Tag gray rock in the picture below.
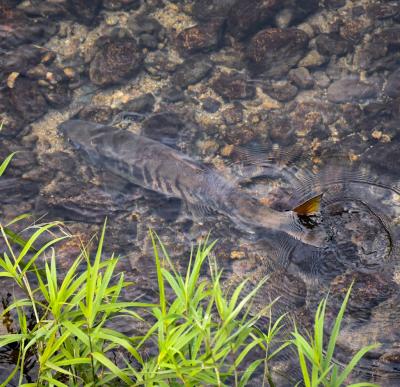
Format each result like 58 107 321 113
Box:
262 81 298 102
289 67 314 89
172 55 213 89
247 28 308 77
212 73 256 100
328 79 378 103
383 70 400 98
121 93 156 113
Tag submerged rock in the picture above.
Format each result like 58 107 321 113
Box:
78 105 113 124
212 73 256 100
192 0 237 21
383 70 400 98
10 78 48 122
172 55 213 89
247 28 308 77
89 37 143 86
121 93 156 113
315 34 351 56
67 0 102 25
177 19 223 55
289 67 314 89
227 0 281 39
103 0 141 11
262 81 298 102
328 79 378 103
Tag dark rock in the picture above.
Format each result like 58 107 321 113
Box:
212 73 256 100
78 105 113 124
374 27 400 49
340 18 373 43
288 67 314 89
89 37 143 86
202 98 221 113
142 112 185 143
0 45 47 75
128 15 165 50
322 0 346 9
328 79 378 103
222 104 243 125
0 3 58 49
262 81 298 102
161 86 185 103
367 1 400 19
285 0 319 23
121 93 156 113
144 51 177 79
103 0 141 11
315 34 351 56
192 0 237 21
177 19 223 54
67 0 102 25
383 70 400 98
227 0 281 39
10 77 48 122
42 83 72 108
172 55 213 89
247 28 308 77
0 176 39 206
24 1 69 20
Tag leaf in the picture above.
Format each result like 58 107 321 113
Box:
92 352 133 386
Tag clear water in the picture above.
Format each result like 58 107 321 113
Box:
0 0 400 386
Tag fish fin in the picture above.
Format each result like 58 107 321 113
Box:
293 194 323 216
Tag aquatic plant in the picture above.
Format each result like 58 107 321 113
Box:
292 285 378 387
0 223 153 386
0 222 382 387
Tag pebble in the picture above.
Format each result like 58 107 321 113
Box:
315 34 351 56
288 67 314 89
247 28 308 77
89 37 143 86
383 69 400 98
298 50 329 68
227 0 281 39
202 98 221 113
327 79 378 103
176 19 223 55
211 73 256 100
262 81 298 102
172 54 214 89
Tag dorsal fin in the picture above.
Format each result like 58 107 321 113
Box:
293 194 323 215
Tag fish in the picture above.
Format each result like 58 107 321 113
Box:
58 119 328 247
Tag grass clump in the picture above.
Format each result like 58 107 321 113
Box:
0 156 376 387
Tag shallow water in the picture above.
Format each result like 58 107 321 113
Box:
0 0 400 386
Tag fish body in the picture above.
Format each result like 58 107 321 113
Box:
59 120 326 246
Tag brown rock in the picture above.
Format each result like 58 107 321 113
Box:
10 77 48 122
315 34 351 56
177 20 222 54
67 0 101 25
247 28 308 77
263 81 298 102
89 37 143 86
228 0 281 38
212 73 256 100
328 79 378 103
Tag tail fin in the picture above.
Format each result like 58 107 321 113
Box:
293 194 323 216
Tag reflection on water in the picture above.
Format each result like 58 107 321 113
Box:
0 0 400 386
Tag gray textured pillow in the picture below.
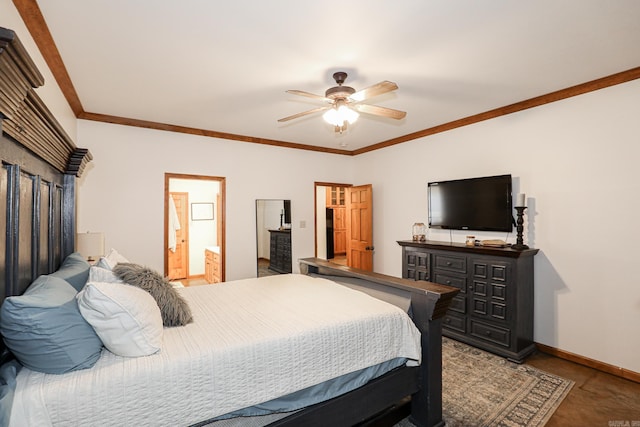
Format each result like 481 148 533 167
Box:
113 263 193 326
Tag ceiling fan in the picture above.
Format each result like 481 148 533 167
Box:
278 71 407 133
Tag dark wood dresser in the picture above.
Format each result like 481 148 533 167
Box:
269 230 291 273
398 240 538 362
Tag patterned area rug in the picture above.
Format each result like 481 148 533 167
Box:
396 338 574 427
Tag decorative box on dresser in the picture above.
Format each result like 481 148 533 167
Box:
209 249 222 283
398 240 538 363
269 229 291 273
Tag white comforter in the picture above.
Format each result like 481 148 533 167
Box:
11 274 420 426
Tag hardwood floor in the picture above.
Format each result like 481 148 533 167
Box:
525 352 640 427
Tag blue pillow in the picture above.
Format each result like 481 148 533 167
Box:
0 275 102 374
50 252 91 292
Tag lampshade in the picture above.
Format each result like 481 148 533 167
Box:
77 232 104 260
322 101 360 126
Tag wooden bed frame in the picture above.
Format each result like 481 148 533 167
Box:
0 28 458 427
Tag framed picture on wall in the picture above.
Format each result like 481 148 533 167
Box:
191 203 214 221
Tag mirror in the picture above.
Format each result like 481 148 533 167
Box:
256 199 292 277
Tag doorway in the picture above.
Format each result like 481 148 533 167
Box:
163 173 226 286
315 182 374 271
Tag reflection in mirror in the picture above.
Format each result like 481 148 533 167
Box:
256 199 292 277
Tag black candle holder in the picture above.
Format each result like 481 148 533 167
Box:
511 206 529 251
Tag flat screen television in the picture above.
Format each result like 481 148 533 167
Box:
427 175 514 232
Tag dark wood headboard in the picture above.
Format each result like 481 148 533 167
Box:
0 27 92 357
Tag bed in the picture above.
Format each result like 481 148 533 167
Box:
0 28 457 427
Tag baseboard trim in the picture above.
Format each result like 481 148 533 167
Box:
536 343 640 383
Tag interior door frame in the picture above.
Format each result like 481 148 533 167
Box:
313 181 353 257
164 191 189 280
162 172 227 282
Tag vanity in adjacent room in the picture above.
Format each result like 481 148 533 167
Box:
204 246 222 283
269 229 291 274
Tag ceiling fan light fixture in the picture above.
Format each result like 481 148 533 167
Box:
322 103 360 127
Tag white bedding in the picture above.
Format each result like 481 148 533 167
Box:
11 274 420 426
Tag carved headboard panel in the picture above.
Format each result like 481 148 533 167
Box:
0 27 92 358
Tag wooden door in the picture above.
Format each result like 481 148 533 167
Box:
346 184 373 271
167 192 189 280
333 206 347 255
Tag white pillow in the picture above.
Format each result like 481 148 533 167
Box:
76 282 163 357
96 248 130 270
87 265 124 283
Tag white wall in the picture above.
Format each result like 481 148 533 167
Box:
78 120 354 280
354 80 640 372
0 0 77 141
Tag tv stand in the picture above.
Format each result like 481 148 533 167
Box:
398 240 538 363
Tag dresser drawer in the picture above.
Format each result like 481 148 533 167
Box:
433 254 467 273
433 271 467 293
449 295 467 314
471 320 511 347
442 313 467 334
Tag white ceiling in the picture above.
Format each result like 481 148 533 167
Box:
37 0 640 150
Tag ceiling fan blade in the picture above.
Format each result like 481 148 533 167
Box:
351 104 407 120
278 106 331 122
286 89 333 102
349 80 398 102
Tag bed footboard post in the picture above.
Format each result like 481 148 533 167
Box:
410 293 445 427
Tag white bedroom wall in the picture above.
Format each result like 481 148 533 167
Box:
355 80 640 372
78 120 354 280
0 0 81 141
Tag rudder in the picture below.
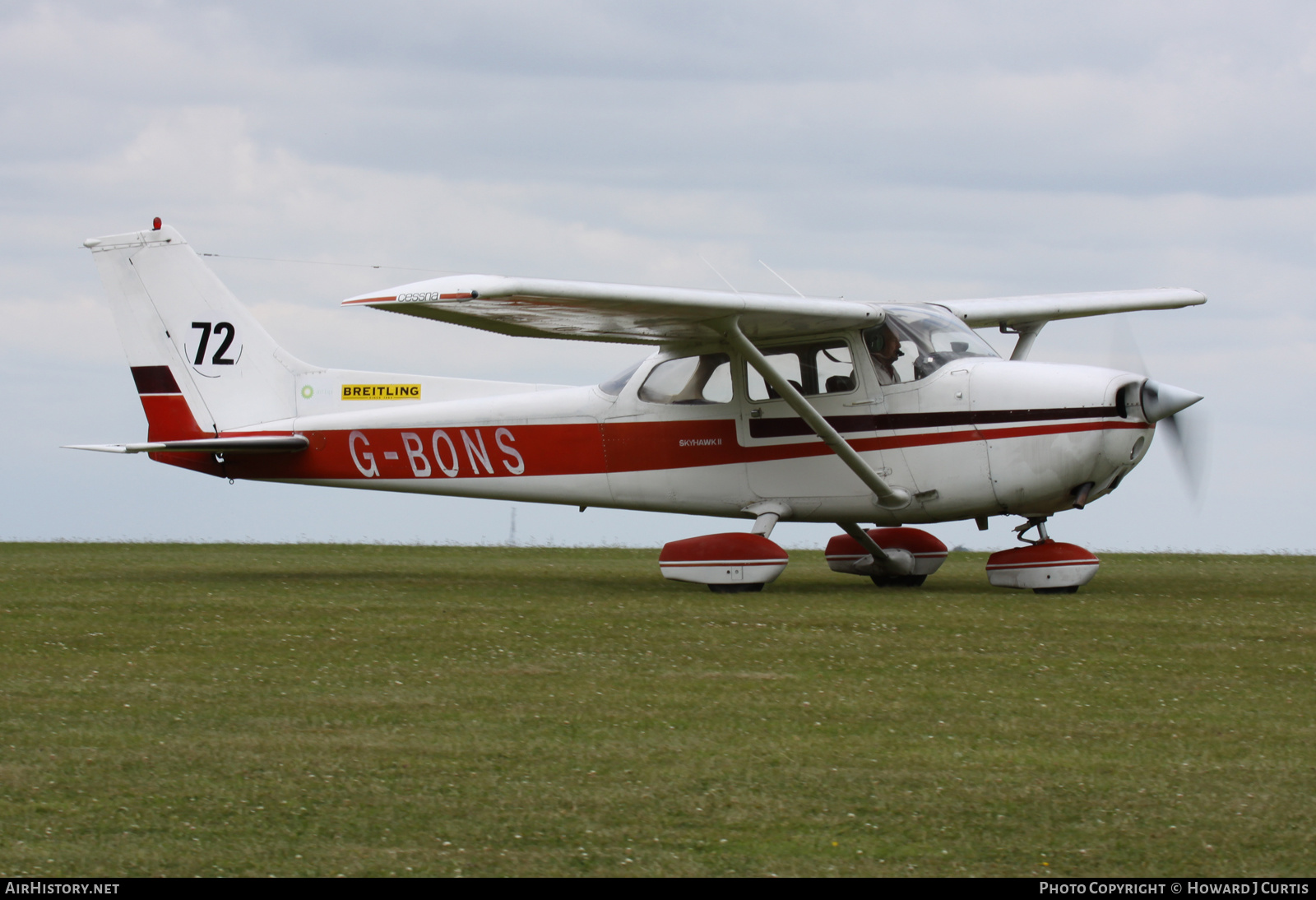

● ● ● ● ●

GOAL: Output the listing as a numbered list, from the line that contains "Tag dresser drawer in the picture above." down to the end of the listing, with both ends included. Leave out blank lines and the pictures.

EXERCISE RESULT:
1. Tag dresser drawer in the picture above.
2. Format each result like 481 148 533 167
3. Box:
4. 433 254 467 273
5. 433 271 467 293
6. 449 295 467 314
7. 471 320 511 347
8. 442 313 467 334
9. Tag white ceiling in the picture above.
10. Format each result like 481 148 533 167
11. Box:
12. 37 0 640 150
13. Tag ceiling fan blade in the picture above.
14. Format each result like 481 148 533 167
15. Box:
16. 351 104 407 120
17. 278 106 331 122
18. 286 89 333 102
19. 349 80 398 102
20. Tag bed footboard post in the picture above.
21. Format each result like 481 148 533 167
22. Box:
23. 410 293 445 427
24. Tag white bedroom wall in the picture above.
25. Format each result like 481 148 533 167
26. Box:
27. 355 80 640 372
28. 78 120 354 280
29. 0 0 81 141
30. Tag rudder in the picture below.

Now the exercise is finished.